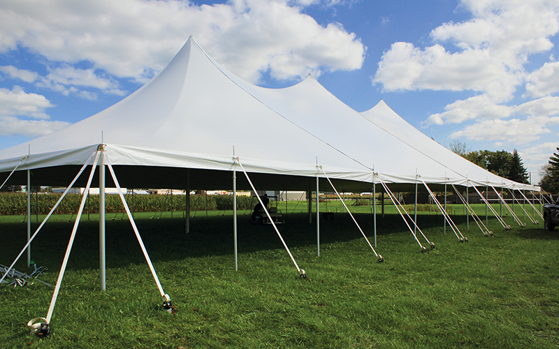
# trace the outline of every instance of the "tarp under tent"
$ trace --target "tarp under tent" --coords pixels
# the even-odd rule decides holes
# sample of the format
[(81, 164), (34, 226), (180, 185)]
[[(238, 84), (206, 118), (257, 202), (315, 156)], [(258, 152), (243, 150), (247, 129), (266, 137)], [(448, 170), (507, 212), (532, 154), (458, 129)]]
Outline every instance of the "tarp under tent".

----------

Could you reproduce the text lines of every entry above verbatim, leaving out the pictures?

# trace the outline of every instance of the "tarp under tent"
$ trace --target "tarp under tent" --coords pixels
# the even-odd rule decides holes
# sample of the format
[(81, 164), (34, 226), (180, 185)]
[[(238, 84), (206, 118), (257, 202), (315, 156)], [(258, 152), (243, 150), (247, 129), (266, 137)], [(448, 170), (507, 212), (532, 154), (458, 129)]]
Outline every instance of the "tarp under tent".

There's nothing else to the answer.